[Task input]
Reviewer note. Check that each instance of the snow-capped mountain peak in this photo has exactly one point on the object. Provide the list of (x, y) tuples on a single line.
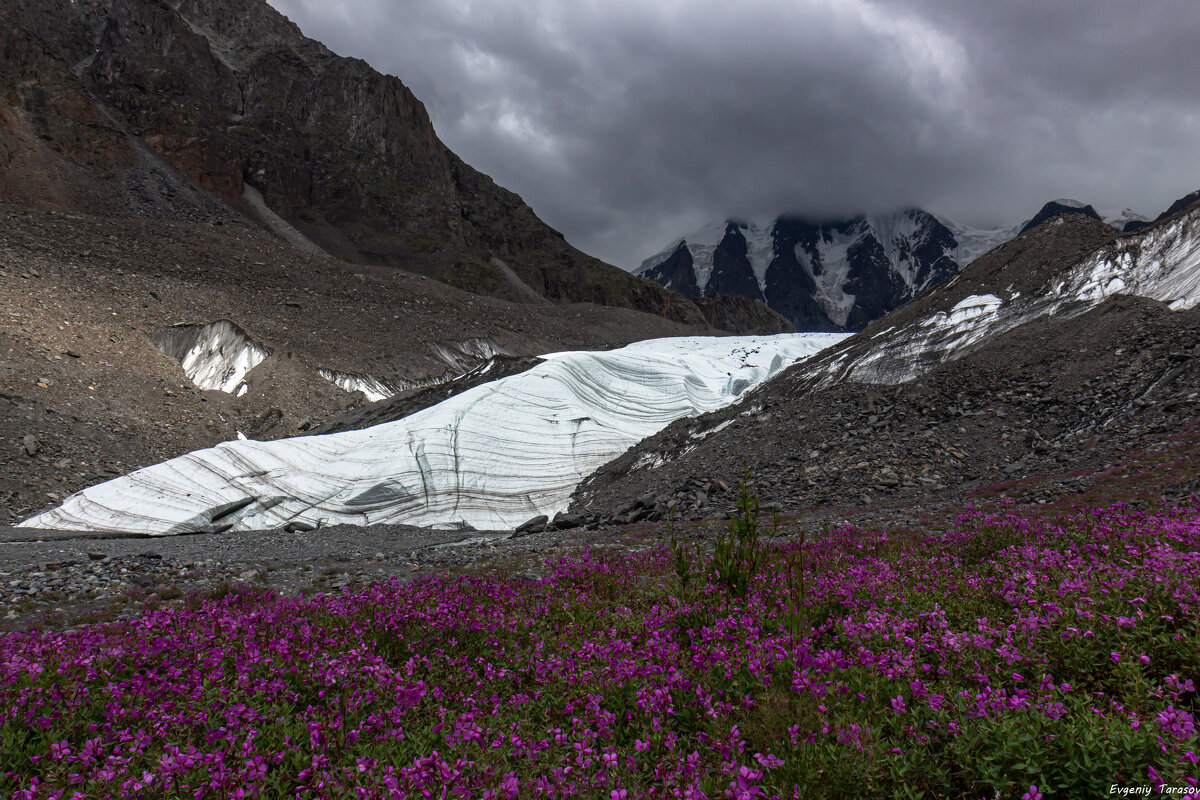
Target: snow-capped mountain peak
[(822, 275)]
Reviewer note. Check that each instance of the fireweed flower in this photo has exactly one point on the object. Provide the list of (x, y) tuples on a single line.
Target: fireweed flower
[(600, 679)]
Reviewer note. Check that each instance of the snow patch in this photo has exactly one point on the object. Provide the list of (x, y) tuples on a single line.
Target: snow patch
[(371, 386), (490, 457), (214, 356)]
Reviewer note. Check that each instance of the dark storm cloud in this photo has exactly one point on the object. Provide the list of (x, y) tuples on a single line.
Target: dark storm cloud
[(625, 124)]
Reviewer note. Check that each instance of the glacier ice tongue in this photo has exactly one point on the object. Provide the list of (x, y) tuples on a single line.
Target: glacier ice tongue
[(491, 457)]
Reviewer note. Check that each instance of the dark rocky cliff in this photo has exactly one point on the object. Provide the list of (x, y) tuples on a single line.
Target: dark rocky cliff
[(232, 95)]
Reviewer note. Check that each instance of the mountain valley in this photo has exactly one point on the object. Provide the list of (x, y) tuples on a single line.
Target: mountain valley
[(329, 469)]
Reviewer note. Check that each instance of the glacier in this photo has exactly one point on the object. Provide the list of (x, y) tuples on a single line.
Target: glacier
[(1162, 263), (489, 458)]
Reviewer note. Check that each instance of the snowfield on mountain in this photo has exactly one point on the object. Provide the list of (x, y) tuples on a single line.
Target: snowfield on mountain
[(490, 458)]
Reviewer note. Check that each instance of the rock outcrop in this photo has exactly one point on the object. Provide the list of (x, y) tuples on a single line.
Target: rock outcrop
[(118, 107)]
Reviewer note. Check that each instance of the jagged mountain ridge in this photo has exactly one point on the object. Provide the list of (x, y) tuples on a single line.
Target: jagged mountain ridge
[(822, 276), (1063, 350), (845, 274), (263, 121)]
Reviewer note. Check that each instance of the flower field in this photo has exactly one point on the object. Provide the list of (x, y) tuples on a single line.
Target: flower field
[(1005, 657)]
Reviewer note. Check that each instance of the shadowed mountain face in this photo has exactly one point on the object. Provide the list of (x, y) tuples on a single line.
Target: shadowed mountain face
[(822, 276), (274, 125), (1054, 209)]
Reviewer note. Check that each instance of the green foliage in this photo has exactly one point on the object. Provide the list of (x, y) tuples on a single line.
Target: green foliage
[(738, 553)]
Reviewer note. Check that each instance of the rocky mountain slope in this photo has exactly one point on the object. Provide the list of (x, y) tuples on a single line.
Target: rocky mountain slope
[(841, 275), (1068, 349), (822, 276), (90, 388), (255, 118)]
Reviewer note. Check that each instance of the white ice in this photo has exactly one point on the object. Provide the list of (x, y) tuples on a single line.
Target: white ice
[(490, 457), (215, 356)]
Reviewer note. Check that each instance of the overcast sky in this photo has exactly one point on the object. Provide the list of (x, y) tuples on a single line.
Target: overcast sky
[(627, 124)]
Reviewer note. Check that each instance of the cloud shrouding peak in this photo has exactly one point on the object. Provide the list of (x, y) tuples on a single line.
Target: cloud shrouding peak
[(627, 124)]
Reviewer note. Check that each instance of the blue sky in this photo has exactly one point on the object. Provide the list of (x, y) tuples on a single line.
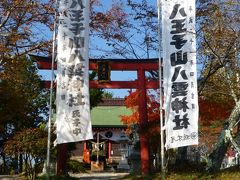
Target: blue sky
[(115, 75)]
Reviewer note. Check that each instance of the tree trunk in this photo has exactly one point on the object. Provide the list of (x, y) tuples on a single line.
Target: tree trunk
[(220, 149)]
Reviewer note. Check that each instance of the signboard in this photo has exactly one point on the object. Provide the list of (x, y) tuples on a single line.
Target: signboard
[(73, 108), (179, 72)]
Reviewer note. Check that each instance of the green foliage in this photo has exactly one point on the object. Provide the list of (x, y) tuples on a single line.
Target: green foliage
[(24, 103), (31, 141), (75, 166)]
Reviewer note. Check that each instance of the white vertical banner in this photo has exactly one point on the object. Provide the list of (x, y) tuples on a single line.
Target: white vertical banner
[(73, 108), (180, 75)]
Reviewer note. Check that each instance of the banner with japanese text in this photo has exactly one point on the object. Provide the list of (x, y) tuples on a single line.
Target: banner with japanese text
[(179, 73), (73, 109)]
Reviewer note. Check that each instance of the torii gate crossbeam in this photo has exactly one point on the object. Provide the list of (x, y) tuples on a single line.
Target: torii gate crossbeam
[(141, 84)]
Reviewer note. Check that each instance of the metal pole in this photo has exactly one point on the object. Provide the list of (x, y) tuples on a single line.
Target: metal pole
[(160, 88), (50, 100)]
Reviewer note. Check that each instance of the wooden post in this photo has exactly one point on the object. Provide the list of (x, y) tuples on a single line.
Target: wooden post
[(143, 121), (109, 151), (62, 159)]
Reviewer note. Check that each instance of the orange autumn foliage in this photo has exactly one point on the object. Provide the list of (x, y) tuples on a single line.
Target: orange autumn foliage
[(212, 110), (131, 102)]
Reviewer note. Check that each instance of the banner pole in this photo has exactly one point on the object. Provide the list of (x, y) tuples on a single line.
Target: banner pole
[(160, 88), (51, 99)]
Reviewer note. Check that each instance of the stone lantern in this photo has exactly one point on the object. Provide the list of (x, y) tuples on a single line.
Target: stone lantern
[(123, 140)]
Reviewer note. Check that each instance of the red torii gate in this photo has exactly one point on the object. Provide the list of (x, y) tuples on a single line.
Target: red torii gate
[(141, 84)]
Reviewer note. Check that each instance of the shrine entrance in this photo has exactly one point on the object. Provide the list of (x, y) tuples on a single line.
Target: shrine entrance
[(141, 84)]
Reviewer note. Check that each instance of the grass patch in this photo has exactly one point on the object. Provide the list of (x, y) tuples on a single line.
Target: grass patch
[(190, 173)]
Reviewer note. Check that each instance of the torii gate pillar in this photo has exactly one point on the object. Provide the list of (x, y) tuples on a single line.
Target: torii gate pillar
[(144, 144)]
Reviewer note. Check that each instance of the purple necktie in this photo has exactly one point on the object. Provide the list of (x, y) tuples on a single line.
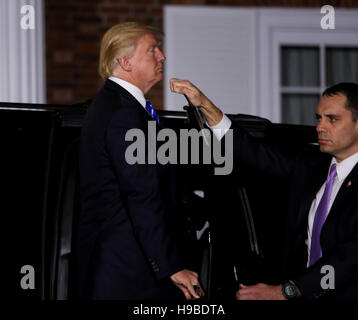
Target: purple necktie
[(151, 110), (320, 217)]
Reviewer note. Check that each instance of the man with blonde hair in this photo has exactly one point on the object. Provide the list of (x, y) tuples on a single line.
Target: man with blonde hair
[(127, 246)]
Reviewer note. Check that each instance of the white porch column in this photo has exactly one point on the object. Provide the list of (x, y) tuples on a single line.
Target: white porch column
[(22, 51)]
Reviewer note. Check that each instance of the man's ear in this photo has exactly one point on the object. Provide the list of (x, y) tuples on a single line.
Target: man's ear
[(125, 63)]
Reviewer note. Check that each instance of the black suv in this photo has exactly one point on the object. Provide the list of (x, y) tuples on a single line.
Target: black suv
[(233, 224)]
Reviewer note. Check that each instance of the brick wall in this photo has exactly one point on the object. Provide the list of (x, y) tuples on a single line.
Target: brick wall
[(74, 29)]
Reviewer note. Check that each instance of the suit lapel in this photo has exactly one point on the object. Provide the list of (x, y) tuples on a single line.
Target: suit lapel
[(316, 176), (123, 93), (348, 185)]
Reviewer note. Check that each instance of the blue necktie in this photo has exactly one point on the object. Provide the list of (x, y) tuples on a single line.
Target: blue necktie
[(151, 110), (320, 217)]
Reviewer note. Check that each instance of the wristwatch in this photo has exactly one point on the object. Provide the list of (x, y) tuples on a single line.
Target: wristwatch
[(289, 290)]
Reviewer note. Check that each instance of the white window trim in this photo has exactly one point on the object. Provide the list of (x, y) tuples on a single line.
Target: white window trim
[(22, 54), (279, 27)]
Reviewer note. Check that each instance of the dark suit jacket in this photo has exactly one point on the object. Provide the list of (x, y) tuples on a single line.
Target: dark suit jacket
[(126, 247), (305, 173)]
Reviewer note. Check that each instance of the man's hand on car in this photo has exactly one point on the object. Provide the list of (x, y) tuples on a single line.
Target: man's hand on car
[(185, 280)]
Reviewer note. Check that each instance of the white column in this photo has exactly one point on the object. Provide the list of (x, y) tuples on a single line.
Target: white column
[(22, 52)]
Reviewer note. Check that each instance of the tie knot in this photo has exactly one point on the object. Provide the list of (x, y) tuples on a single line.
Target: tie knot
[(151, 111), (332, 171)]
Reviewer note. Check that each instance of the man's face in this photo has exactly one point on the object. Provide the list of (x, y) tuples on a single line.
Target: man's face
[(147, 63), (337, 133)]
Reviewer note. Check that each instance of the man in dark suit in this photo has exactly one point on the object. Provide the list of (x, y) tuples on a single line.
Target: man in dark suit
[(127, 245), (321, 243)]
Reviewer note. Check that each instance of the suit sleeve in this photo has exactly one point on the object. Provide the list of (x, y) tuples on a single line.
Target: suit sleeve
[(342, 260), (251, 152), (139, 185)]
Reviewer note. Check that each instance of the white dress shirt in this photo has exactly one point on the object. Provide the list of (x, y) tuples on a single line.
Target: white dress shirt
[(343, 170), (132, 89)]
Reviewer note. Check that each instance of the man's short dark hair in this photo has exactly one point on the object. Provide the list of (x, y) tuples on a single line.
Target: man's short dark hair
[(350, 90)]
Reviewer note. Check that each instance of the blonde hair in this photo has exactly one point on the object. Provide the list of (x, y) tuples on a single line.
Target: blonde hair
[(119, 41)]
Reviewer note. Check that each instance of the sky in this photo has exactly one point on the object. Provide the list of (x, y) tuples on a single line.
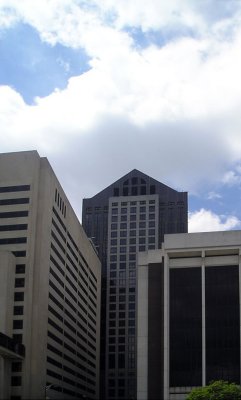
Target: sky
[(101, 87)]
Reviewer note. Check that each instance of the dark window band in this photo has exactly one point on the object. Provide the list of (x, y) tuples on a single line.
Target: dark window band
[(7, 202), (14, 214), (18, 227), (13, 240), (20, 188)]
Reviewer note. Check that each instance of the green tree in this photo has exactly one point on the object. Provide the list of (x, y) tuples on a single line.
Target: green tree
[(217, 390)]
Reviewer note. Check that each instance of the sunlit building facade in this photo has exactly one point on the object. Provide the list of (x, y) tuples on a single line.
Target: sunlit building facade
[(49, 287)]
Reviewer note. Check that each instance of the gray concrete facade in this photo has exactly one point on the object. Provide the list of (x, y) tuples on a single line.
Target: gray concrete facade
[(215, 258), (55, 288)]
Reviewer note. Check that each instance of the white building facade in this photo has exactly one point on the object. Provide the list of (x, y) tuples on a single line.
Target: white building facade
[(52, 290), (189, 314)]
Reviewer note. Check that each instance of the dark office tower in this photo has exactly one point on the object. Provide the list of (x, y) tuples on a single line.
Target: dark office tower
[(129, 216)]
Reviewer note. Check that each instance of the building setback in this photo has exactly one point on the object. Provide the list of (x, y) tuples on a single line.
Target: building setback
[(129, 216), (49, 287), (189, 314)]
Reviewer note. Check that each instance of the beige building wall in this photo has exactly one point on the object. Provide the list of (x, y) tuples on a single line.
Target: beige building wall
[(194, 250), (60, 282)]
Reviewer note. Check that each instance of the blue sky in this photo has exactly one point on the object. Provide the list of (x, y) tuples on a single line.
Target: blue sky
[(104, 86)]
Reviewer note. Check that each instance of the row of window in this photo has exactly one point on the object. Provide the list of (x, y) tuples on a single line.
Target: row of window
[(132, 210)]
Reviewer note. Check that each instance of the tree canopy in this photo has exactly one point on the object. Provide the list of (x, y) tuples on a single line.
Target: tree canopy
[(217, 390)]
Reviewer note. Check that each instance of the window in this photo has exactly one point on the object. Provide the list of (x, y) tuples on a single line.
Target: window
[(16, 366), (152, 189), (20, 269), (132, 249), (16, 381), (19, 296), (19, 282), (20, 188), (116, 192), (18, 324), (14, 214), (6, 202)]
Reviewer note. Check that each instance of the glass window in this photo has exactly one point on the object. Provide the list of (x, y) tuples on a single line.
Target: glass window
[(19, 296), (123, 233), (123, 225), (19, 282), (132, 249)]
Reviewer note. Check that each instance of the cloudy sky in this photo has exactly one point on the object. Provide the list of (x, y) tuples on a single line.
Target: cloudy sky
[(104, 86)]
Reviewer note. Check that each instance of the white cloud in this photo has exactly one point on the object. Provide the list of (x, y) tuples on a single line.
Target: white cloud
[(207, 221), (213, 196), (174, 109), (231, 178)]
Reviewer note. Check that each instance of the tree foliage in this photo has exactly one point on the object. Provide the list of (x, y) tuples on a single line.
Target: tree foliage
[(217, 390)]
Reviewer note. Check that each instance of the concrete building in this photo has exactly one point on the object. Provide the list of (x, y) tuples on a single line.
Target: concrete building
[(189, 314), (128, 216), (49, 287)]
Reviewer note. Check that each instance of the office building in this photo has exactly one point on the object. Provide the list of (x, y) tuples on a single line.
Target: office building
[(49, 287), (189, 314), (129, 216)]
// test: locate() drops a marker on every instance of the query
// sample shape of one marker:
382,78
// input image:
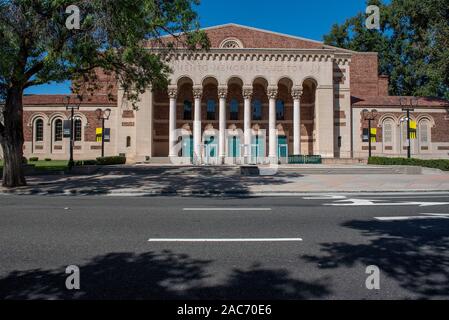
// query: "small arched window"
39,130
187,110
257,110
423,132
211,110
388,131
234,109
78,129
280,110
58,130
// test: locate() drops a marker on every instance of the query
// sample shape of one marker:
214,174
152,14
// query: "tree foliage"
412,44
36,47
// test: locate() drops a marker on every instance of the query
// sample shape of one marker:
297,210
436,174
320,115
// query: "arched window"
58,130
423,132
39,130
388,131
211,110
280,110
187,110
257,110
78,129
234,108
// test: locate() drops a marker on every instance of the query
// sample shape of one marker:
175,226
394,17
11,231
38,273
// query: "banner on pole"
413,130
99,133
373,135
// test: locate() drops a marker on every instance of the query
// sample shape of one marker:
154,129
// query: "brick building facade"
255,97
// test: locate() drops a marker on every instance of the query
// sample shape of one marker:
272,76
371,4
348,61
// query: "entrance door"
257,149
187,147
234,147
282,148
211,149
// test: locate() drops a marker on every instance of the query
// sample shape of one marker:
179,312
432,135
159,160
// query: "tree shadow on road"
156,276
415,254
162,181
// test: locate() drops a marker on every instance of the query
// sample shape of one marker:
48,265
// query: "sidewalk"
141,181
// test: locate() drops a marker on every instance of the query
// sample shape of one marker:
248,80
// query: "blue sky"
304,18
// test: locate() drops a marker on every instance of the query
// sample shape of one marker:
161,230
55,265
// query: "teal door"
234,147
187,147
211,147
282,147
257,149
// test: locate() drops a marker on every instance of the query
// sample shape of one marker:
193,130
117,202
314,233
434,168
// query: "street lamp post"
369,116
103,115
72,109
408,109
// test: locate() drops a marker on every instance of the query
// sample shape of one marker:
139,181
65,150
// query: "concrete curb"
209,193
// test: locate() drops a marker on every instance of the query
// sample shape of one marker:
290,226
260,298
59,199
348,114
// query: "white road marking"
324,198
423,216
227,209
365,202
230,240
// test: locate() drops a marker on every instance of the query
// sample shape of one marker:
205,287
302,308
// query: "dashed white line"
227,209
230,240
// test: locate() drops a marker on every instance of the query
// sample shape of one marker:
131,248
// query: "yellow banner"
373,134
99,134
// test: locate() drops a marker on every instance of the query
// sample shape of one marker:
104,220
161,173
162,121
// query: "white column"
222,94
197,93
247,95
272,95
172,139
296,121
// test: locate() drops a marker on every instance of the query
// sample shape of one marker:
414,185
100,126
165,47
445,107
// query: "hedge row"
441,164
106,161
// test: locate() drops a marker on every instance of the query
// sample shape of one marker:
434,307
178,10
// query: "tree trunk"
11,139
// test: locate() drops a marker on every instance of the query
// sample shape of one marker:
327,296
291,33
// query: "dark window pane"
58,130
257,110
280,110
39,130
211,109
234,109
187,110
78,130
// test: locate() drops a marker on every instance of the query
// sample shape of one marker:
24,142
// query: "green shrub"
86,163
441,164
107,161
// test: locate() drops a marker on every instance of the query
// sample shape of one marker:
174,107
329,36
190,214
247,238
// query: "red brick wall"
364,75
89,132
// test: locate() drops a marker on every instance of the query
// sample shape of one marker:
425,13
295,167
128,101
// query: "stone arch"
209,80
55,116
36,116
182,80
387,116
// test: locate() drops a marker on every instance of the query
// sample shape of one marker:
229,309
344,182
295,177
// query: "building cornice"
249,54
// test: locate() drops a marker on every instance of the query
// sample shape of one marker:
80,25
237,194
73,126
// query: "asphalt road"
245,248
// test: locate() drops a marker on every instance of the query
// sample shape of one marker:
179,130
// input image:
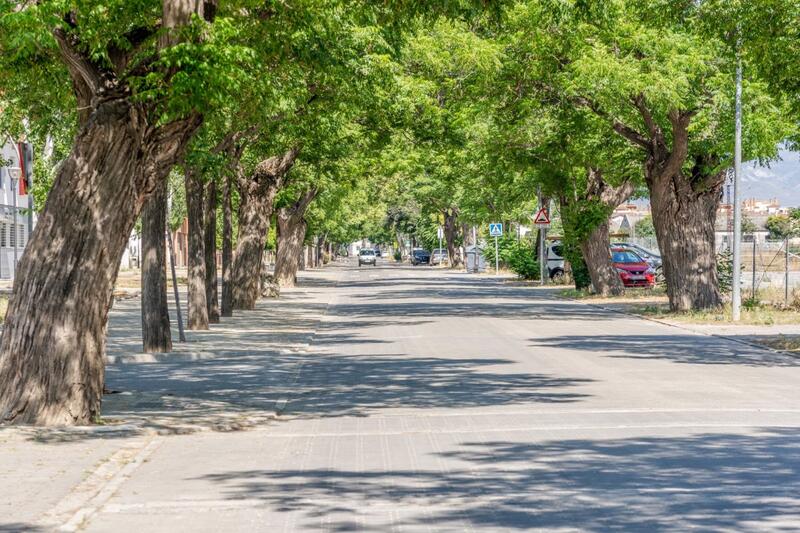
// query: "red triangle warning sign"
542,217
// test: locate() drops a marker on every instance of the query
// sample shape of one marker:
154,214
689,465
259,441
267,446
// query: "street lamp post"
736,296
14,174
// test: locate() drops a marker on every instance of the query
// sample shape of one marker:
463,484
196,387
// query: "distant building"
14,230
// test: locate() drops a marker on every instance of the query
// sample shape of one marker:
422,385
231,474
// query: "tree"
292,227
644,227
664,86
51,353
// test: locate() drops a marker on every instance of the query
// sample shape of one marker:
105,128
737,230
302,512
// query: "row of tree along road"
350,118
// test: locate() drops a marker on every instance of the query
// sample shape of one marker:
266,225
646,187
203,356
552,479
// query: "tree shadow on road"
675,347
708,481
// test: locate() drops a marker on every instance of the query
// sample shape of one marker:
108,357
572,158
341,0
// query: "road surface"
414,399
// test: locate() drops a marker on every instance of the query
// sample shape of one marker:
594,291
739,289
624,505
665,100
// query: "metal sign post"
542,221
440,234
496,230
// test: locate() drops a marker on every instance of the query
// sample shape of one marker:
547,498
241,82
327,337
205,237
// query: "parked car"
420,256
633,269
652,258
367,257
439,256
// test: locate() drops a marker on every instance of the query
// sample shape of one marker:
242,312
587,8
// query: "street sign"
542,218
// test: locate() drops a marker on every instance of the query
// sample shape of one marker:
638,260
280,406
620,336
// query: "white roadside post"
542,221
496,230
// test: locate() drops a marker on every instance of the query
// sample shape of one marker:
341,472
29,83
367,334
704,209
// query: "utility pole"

[Stated goal] Locate every line in the entries above that contains the word "jacket" and copy each of those lines in full. Case counts when matching.

[Exercise answer]
Reviewer note. Check that each instance of the dark suit jacket in this photo has exactly one point on the object. Provide the list of (x, y) tuples on a single line.
Target: dark suit jacket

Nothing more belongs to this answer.